Data provided »
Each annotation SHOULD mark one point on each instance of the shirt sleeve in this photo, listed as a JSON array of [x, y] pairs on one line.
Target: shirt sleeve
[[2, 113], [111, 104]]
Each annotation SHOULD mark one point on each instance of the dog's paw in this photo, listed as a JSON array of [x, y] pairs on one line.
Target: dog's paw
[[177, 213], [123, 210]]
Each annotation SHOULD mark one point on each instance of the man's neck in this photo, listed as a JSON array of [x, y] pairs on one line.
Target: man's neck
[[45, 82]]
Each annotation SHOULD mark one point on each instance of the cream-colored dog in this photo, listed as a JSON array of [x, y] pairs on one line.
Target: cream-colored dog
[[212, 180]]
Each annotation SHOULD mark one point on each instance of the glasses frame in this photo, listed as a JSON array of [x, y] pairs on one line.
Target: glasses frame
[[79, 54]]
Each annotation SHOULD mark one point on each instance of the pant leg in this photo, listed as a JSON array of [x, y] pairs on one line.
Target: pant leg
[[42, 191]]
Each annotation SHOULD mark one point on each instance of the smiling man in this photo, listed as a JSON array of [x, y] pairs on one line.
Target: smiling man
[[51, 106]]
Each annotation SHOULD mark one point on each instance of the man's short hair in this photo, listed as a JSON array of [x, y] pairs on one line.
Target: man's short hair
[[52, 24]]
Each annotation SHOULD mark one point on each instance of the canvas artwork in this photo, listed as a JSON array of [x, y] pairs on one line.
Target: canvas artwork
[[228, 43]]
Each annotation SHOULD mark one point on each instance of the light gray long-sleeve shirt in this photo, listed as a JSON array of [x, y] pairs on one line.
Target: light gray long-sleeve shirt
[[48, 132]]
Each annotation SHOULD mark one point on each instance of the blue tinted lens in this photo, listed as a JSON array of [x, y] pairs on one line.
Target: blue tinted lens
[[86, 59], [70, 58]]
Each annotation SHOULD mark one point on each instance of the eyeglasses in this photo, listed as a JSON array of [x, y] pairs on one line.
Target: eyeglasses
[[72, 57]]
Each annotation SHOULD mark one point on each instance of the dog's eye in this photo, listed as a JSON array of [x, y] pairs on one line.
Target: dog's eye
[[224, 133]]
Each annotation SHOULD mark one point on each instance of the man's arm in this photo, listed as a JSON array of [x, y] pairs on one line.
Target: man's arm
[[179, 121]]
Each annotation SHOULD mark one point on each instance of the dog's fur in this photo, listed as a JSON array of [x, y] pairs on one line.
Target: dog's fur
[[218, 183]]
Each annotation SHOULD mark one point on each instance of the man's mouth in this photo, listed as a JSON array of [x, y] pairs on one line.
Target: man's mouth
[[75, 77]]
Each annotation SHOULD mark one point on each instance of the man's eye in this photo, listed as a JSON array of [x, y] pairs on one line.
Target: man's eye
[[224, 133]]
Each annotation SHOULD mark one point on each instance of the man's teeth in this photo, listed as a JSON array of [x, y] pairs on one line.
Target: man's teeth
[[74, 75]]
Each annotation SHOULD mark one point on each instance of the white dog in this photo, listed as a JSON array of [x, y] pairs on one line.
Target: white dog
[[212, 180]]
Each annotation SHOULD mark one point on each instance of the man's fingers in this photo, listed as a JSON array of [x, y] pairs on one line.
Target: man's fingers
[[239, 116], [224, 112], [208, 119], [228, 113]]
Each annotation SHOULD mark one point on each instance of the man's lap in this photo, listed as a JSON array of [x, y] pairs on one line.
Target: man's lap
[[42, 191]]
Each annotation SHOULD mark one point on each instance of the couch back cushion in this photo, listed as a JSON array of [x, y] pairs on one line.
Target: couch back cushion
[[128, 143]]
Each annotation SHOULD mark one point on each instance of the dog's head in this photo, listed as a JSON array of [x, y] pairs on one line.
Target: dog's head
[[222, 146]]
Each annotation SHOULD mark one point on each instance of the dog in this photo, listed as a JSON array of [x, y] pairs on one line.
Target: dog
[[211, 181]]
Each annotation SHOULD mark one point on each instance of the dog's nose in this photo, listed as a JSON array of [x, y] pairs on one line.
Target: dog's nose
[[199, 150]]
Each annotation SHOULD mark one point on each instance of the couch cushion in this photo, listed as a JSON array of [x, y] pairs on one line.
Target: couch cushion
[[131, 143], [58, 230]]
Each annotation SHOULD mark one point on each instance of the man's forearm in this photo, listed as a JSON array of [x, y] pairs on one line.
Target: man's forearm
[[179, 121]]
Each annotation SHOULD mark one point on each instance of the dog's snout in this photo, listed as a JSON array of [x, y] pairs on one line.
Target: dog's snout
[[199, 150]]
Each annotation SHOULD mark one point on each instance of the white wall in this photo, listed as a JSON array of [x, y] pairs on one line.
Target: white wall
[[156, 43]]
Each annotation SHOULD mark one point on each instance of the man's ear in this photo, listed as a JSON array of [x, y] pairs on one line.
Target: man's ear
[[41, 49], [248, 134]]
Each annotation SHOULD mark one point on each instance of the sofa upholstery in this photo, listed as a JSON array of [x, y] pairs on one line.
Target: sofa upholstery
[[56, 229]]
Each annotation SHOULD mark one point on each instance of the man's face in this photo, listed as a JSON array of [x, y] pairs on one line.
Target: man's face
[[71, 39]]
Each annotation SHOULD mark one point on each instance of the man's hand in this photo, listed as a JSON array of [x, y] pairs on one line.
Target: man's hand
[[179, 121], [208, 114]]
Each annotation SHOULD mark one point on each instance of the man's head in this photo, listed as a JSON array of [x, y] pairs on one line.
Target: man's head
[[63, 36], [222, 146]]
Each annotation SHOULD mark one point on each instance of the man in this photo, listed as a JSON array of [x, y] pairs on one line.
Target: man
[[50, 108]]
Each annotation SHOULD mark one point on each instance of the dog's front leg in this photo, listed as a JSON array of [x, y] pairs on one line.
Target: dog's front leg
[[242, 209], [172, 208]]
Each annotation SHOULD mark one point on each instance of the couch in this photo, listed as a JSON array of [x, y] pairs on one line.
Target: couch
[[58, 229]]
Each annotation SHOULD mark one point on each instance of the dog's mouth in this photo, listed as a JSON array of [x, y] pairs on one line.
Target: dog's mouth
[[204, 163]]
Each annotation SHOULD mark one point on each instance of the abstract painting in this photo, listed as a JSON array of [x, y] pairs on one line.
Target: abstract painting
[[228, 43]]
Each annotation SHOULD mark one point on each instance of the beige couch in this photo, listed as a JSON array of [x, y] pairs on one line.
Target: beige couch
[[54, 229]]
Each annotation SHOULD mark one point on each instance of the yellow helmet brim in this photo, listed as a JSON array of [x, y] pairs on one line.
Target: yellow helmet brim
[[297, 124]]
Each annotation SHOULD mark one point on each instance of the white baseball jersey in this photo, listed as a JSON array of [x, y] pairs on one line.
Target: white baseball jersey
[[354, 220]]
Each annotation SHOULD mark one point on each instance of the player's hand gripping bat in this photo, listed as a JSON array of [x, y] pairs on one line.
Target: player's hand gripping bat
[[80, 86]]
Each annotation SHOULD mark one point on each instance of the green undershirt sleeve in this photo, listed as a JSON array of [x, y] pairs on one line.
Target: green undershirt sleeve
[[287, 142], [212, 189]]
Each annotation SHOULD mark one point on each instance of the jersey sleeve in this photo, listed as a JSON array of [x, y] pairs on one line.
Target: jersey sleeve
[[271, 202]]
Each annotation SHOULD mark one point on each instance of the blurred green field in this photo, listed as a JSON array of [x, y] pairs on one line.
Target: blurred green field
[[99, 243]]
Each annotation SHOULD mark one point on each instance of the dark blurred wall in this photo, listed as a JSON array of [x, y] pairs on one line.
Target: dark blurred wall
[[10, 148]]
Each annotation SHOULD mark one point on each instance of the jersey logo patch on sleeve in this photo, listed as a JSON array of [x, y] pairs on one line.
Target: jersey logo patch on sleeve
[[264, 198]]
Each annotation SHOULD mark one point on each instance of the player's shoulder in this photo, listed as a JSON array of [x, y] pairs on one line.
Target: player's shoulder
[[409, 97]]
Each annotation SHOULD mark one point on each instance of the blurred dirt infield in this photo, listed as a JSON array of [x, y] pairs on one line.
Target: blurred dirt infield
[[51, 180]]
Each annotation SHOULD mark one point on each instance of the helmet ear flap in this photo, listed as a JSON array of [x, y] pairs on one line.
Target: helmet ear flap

Work to be completed »
Transcribe the lines verbatim, beginning with the line that contains "the white wall" and stopping after the line that contains "[[41, 49], [248, 134]]".

Answer to this task »
Each annotation SHOULD mark one point on each instance of the white wall in this photo, listed as a JSON array of [x, y] pairs on one line.
Target: white wall
[[156, 43]]
Each annotation SHOULD mark one point on each instance of the man's ear in this photo, listed as a JSON array of [x, y] pairs on one line.
Target: man's ear
[[41, 49], [248, 134]]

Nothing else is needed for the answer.